**The task**
Can you rewrite the records from the line that contains "around the feathery" through the line that contains "0,563,317,896" with "ornamental grass clump" replaced by "decorative grass tuft" and everything else left unchanged? Give back only those lines.

====== Data listing ======

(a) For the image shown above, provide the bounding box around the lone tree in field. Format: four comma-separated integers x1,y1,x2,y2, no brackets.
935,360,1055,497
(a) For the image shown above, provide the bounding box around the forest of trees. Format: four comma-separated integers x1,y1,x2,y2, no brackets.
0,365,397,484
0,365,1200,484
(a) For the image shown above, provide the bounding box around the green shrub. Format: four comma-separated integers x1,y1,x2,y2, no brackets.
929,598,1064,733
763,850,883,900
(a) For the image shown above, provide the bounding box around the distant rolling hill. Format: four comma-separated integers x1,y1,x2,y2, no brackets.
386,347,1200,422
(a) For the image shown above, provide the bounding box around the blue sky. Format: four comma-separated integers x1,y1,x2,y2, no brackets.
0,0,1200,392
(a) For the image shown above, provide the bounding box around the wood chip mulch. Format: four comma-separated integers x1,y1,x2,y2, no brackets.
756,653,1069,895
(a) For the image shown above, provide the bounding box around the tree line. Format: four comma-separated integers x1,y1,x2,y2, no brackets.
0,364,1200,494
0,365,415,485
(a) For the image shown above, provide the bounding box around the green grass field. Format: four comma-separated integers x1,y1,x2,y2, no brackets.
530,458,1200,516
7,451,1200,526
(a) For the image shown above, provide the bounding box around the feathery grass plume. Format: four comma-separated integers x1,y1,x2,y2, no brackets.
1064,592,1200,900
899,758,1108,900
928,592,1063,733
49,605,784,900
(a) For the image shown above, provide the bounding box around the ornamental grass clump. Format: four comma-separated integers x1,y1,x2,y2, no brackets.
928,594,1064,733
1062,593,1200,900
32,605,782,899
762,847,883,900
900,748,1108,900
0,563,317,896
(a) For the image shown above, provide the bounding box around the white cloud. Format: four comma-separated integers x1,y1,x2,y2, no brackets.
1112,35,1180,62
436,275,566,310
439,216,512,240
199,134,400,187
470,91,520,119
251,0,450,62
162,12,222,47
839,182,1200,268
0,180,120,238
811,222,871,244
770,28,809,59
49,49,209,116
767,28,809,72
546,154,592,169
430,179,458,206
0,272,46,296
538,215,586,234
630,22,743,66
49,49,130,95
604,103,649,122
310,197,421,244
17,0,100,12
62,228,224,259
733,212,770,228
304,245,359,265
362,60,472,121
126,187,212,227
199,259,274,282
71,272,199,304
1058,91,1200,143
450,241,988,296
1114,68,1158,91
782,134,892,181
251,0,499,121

======

**Final result**
(a) For the image shown above, provide the bounding box around the feathery grass plume. Format: four comma-separated integers x1,y1,x2,y2, no brackets.
1064,592,1200,900
899,758,1108,900
928,592,1063,733
49,605,784,900
(a) For the image shown above, provide the bounding box around the decorative grass tuft. Format: four comma-separated integers x1,y1,x2,y2, no brackets.
928,594,1064,733
1062,593,1200,900
32,605,782,899
762,847,883,900
900,748,1108,900
0,563,317,896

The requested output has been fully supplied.